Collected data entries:
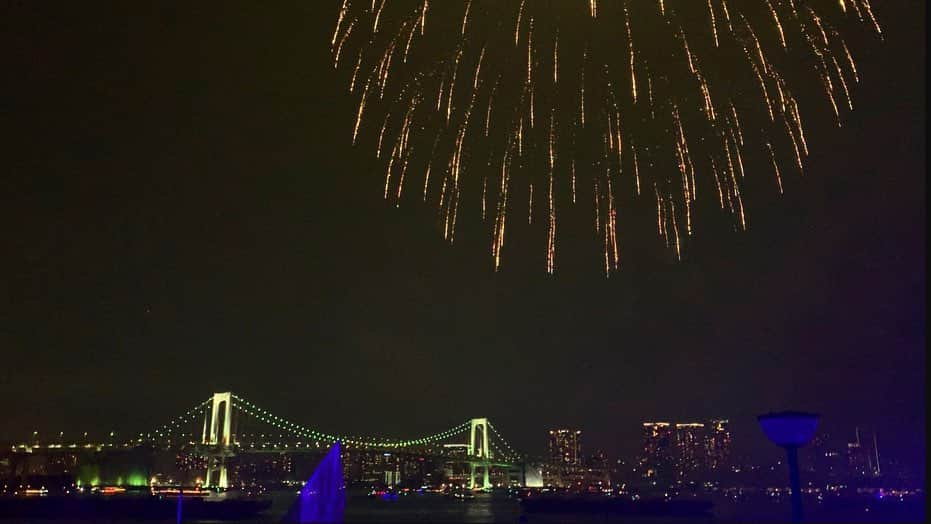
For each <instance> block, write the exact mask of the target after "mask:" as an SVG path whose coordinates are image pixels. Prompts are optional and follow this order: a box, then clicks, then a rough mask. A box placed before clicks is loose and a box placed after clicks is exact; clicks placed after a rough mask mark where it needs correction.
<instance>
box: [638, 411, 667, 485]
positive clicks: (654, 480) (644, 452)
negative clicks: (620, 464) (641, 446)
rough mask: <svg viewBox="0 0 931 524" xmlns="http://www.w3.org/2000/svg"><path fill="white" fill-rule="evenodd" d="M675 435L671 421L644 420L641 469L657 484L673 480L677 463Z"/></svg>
mask: <svg viewBox="0 0 931 524" xmlns="http://www.w3.org/2000/svg"><path fill="white" fill-rule="evenodd" d="M674 452H675V436H674V435H673V426H672V424H670V423H669V422H644V423H643V446H642V448H641V453H640V471H641V472H642V475H643V477H644V478H645V479H647V480H650V481H652V482H653V483H655V484H666V483H668V482H670V481H672V477H673V468H674V465H675V462H674V456H673V453H674Z"/></svg>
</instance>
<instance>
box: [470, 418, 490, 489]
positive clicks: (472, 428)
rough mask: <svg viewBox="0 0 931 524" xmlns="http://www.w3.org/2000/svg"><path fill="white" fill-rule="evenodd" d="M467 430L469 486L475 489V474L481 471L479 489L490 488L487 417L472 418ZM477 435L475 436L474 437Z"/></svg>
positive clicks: (489, 455)
mask: <svg viewBox="0 0 931 524" xmlns="http://www.w3.org/2000/svg"><path fill="white" fill-rule="evenodd" d="M471 426H472V427H471V429H470V431H469V449H468V451H469V456H470V457H471V459H470V461H469V488H470V489H476V488H477V487H479V486H476V483H475V474H476V472H477V471H478V470H481V472H482V485H481V489H491V479H490V478H489V473H490V470H491V458H492V457H491V448H490V447H489V446H488V419H487V418H473V419H472V420H471ZM476 437H477V438H476ZM476 459H478V460H476Z"/></svg>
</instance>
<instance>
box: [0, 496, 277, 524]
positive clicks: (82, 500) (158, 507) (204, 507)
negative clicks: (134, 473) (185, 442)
mask: <svg viewBox="0 0 931 524" xmlns="http://www.w3.org/2000/svg"><path fill="white" fill-rule="evenodd" d="M271 505H272V501H271V500H269V499H259V498H219V497H200V496H192V497H188V496H184V497H183V499H182V501H181V512H182V514H183V516H184V519H185V520H188V519H190V520H236V519H243V518H249V517H255V516H256V515H258V514H260V513H261V512H263V511H265V510H267V509H268V508H270V507H271ZM0 515H3V516H4V517H7V518H9V517H14V518H30V519H33V518H42V519H59V518H61V519H64V518H67V519H71V520H74V519H77V520H85V519H86V520H91V521H100V520H103V519H134V520H136V519H137V520H154V519H161V520H172V519H174V518H175V517H176V516H177V515H178V496H177V495H174V496H163V495H150V496H149V495H146V496H140V495H125V496H107V497H104V496H44V497H3V498H0Z"/></svg>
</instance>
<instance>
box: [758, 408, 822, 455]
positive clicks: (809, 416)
mask: <svg viewBox="0 0 931 524" xmlns="http://www.w3.org/2000/svg"><path fill="white" fill-rule="evenodd" d="M819 418H820V417H819V416H818V415H816V414H814V413H802V412H798V411H781V412H778V413H767V414H765V415H760V416H759V417H757V420H758V421H759V422H760V427H762V428H763V432H764V433H766V437H767V438H768V439H769V440H771V441H772V442H773V443H775V444H777V445H779V446H783V447H787V446H796V447H798V446H803V445H805V444H806V443H808V441H810V440H811V439H812V437H814V436H815V430H816V429H817V428H818V419H819Z"/></svg>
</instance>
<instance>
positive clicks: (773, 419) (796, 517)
mask: <svg viewBox="0 0 931 524" xmlns="http://www.w3.org/2000/svg"><path fill="white" fill-rule="evenodd" d="M818 419H819V416H818V415H816V414H814V413H802V412H799V411H781V412H778V413H767V414H765V415H760V416H759V417H757V421H759V423H760V427H761V428H763V433H766V438H768V439H769V440H770V441H771V442H773V443H774V444H776V445H777V446H781V447H783V448H785V450H786V462H787V463H788V464H789V484H790V485H791V488H792V522H801V521H802V485H801V482H800V480H799V474H798V448H800V447H802V446H804V445H805V444H807V443H808V441H810V440H811V439H812V437H814V435H815V429H816V428H817V427H818Z"/></svg>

EXERCISE BRIEF: Print every entry verbatim and leave all pictures out.

RESPONSE TO THIS TASK:
For each <instance> block, write the exact mask of the target after "mask:" as an SVG path whose coordinates are image pixels. Prompts are optional and follow this order: a box, then clicks, then a rough mask. A box placed before clicks is loose and a box placed after clicks is exact; clicks placed after a rough mask mark where it needs correction.
<instance>
box: [638, 411, 667, 485]
positive clicks: (654, 480) (644, 452)
negative clicks: (620, 464) (641, 446)
rough mask: <svg viewBox="0 0 931 524" xmlns="http://www.w3.org/2000/svg"><path fill="white" fill-rule="evenodd" d="M675 435L671 421L644 420L641 469L657 484L673 480L677 463Z"/></svg>
mask: <svg viewBox="0 0 931 524" xmlns="http://www.w3.org/2000/svg"><path fill="white" fill-rule="evenodd" d="M674 452H675V436H674V435H673V426H672V424H670V423H669V422H644V423H643V446H642V448H641V453H640V471H641V472H642V475H643V477H644V478H645V479H647V480H650V481H652V482H653V483H655V484H666V483H668V482H670V481H672V477H673V468H674V465H675V462H674V456H673V453H674Z"/></svg>
</instance>
<instance>
box: [470, 418, 490, 489]
positive clicks: (472, 428)
rough mask: <svg viewBox="0 0 931 524" xmlns="http://www.w3.org/2000/svg"><path fill="white" fill-rule="evenodd" d="M467 430L469 486L475 489V474L481 471L479 489L490 488L487 417L472 418ZM477 435L475 436L474 437Z"/></svg>
positive clicks: (489, 455)
mask: <svg viewBox="0 0 931 524" xmlns="http://www.w3.org/2000/svg"><path fill="white" fill-rule="evenodd" d="M471 426H472V427H471V429H470V431H469V449H468V451H469V456H470V457H471V459H470V461H469V488H470V489H476V488H477V487H479V486H476V483H475V474H476V472H477V471H478V470H481V472H482V485H481V489H491V479H490V478H489V473H490V470H491V458H492V457H491V448H490V447H489V446H488V419H487V418H473V419H472V420H471ZM476 437H477V438H476ZM476 459H478V460H476Z"/></svg>
</instance>
<instance>
box: [0, 496, 277, 524]
positive clicks: (82, 500) (158, 507) (204, 507)
negative clicks: (134, 473) (185, 442)
mask: <svg viewBox="0 0 931 524" xmlns="http://www.w3.org/2000/svg"><path fill="white" fill-rule="evenodd" d="M271 505H272V501H271V500H269V499H259V498H219V497H200V496H192V497H188V496H184V497H183V499H182V501H181V512H182V514H183V516H184V519H185V520H188V519H190V520H236V519H243V518H249V517H255V516H256V515H258V514H260V513H261V512H263V511H265V510H267V509H268V508H270V507H271ZM0 515H3V516H4V517H7V518H9V517H14V518H30V519H33V518H42V519H59V518H61V519H64V518H67V519H71V520H74V519H77V520H85V519H86V520H91V521H100V520H103V519H134V520H136V519H137V520H154V519H161V520H172V519H174V518H175V517H176V516H177V515H178V496H177V495H174V496H163V495H150V496H149V495H146V496H140V495H125V496H107V497H104V496H44V497H3V498H0Z"/></svg>
</instance>
<instance>
box: [758, 408, 822, 455]
positive clicks: (809, 416)
mask: <svg viewBox="0 0 931 524" xmlns="http://www.w3.org/2000/svg"><path fill="white" fill-rule="evenodd" d="M819 418H820V417H819V416H818V415H816V414H814V413H802V412H798V411H781V412H778V413H767V414H765V415H760V416H759V417H757V420H758V421H759V422H760V427H762V428H763V432H764V433H766V437H767V438H768V439H769V440H771V441H772V442H773V443H775V444H777V445H779V446H783V447H787V446H796V447H798V446H803V445H805V444H806V443H808V441H810V440H811V439H812V437H814V436H815V430H816V429H817V428H818V419H819Z"/></svg>
</instance>
<instance>
positive clicks: (773, 419) (796, 517)
mask: <svg viewBox="0 0 931 524" xmlns="http://www.w3.org/2000/svg"><path fill="white" fill-rule="evenodd" d="M818 419H819V416H818V415H816V414H814V413H802V412H799V411H781V412H778V413H767V414H765V415H760V416H759V417H757V421H759V423H760V427H761V428H763V433H766V438H768V439H769V440H770V441H771V442H773V443H774V444H776V445H777V446H781V447H783V448H785V450H786V462H787V463H788V464H789V484H790V485H791V488H792V522H801V521H802V485H801V482H800V480H799V474H798V448H800V447H802V446H804V445H805V444H807V443H808V441H810V440H811V439H812V437H814V435H815V429H816V428H817V427H818Z"/></svg>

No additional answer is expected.